>> Begin Task inputs
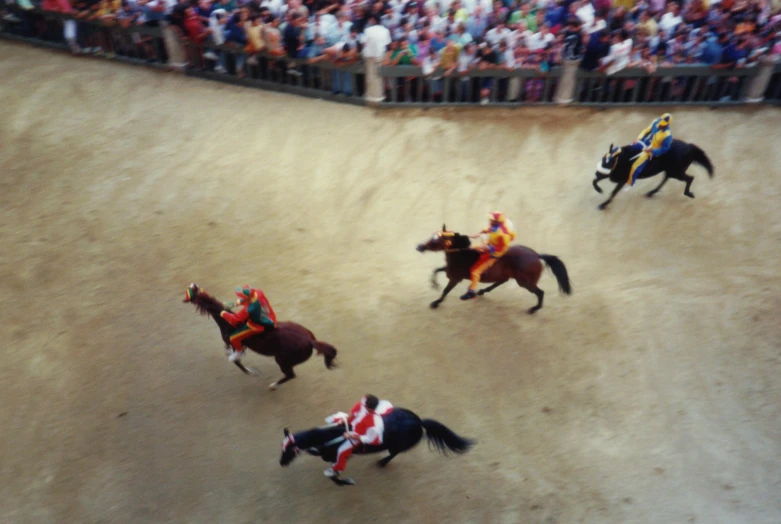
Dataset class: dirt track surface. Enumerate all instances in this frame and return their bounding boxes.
[0,44,781,524]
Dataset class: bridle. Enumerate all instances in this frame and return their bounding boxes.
[437,231,471,253]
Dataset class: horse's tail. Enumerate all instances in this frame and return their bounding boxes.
[421,419,475,455]
[689,144,713,178]
[540,255,572,295]
[312,340,336,369]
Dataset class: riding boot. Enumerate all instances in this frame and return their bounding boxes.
[461,289,477,300]
[228,348,244,362]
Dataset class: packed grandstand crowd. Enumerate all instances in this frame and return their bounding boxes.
[0,0,781,76]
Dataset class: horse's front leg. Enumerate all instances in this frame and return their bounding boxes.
[645,173,670,198]
[268,365,296,391]
[429,280,460,309]
[599,182,626,210]
[477,280,507,295]
[591,173,610,193]
[431,266,447,289]
[233,360,260,377]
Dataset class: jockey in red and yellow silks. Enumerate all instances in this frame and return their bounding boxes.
[323,395,393,477]
[461,211,515,300]
[220,285,277,361]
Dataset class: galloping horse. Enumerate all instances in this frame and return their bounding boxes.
[279,408,474,486]
[593,140,713,209]
[417,224,572,314]
[184,284,336,391]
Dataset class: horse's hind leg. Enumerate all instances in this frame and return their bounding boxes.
[645,173,670,198]
[377,452,396,468]
[681,173,694,198]
[518,282,545,315]
[599,182,626,210]
[429,280,459,309]
[268,365,296,391]
[233,360,260,377]
[477,280,507,295]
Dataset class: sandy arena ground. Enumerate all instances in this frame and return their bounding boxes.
[0,43,781,524]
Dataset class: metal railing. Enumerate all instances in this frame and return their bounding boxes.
[765,64,781,104]
[575,66,758,106]
[0,10,781,107]
[379,66,561,107]
[0,5,168,68]
[184,39,366,105]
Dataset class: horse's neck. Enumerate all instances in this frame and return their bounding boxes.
[293,424,345,448]
[209,309,233,338]
[445,247,475,265]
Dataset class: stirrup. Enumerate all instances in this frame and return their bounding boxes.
[461,289,477,300]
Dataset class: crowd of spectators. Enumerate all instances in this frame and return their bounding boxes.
[0,0,781,98]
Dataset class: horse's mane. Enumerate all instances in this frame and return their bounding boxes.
[192,291,225,316]
[450,233,472,249]
[293,424,345,446]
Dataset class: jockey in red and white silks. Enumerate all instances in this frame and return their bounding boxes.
[324,395,393,477]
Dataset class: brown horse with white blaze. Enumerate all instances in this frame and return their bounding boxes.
[184,284,336,391]
[417,224,572,314]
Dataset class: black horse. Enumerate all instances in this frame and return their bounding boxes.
[593,140,713,209]
[279,408,474,486]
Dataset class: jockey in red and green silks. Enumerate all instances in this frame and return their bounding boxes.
[220,285,277,357]
[627,113,673,187]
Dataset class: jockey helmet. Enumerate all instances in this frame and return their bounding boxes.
[488,211,505,224]
[236,284,252,300]
[363,395,380,411]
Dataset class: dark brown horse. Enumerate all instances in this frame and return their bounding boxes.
[184,284,336,391]
[417,224,572,314]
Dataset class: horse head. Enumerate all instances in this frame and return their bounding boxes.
[279,428,301,467]
[182,282,233,338]
[597,144,623,175]
[416,224,472,253]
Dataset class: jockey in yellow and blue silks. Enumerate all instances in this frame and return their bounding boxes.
[461,211,515,300]
[627,113,673,187]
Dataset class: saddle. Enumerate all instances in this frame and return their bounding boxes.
[317,408,417,458]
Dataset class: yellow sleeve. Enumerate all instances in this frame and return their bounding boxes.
[637,122,654,140]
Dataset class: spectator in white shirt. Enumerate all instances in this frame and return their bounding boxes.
[363,16,391,60]
[601,29,632,75]
[526,24,556,51]
[659,2,683,33]
[485,21,510,49]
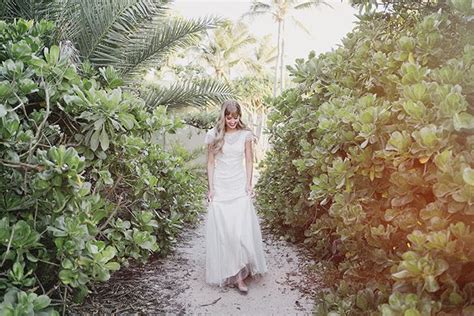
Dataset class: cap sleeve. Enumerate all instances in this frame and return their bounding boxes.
[204,129,216,145]
[245,131,256,142]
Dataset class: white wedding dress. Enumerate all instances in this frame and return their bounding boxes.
[205,129,267,286]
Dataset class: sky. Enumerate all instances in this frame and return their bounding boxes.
[174,0,358,65]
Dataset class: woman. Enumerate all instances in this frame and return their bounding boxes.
[205,100,267,294]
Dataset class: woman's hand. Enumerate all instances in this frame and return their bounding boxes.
[246,184,255,197]
[207,189,214,202]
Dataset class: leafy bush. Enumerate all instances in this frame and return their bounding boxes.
[257,3,474,315]
[0,20,204,308]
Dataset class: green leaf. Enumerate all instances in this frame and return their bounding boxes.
[403,308,421,316]
[100,125,109,151]
[0,104,8,118]
[90,130,101,151]
[453,112,474,131]
[403,100,426,119]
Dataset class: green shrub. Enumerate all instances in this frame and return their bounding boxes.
[257,5,474,315]
[0,20,204,308]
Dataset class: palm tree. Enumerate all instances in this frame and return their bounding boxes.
[200,21,256,82]
[250,34,278,77]
[0,0,234,106]
[245,0,329,96]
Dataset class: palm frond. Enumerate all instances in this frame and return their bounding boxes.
[75,0,166,66]
[293,0,333,10]
[142,79,235,108]
[291,16,311,35]
[118,17,219,76]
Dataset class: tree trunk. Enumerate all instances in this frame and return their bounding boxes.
[273,20,281,97]
[280,20,285,93]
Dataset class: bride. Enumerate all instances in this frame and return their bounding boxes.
[205,100,267,294]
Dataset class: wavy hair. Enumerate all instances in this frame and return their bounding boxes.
[212,100,251,153]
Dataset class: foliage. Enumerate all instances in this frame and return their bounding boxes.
[257,3,474,315]
[0,19,204,314]
[0,0,230,107]
[244,0,330,97]
[183,111,219,130]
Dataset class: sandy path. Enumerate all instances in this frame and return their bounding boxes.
[70,214,319,315]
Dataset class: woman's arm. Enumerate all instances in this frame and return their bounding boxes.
[245,138,254,196]
[207,144,215,202]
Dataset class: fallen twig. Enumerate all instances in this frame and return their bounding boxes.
[199,297,222,306]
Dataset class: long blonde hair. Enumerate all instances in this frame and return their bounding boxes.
[212,100,250,153]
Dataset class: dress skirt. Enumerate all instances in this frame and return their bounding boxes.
[206,195,267,286]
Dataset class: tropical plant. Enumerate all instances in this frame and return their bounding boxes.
[200,21,256,82]
[257,2,474,315]
[0,19,204,315]
[246,0,328,96]
[3,0,235,106]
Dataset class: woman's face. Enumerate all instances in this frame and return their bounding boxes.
[225,113,240,130]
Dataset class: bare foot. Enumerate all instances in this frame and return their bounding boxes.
[237,280,249,294]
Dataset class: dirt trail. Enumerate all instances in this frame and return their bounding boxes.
[70,214,320,315]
>> End Task inputs
- [Set exercise]
Rewrite every line from the start of the items through the line holding "[228,348,244,362]", inclusive, with the requests included. Scale each bounding-box coordinate in the answers by 0.85, round to whole numbers with halves going up, and omit the pictures.

- [The output]
Dataset class: dirt track surface. Enumerate all instances in this frame and return their bounding boxes.
[0,37,664,445]
Dataset class: bridle. Enumerate all instances in this frame and return their bounding boxes.
[371,196,400,215]
Dataset class: horse's tail. Enumerate all instances in this frame and return their bounding boxes.
[358,356,404,387]
[586,122,606,151]
[459,217,486,251]
[265,289,286,314]
Dataset class: riding boot. Enumerate all instances in this frame and return their bounding boxes.
[392,246,405,255]
[194,296,207,308]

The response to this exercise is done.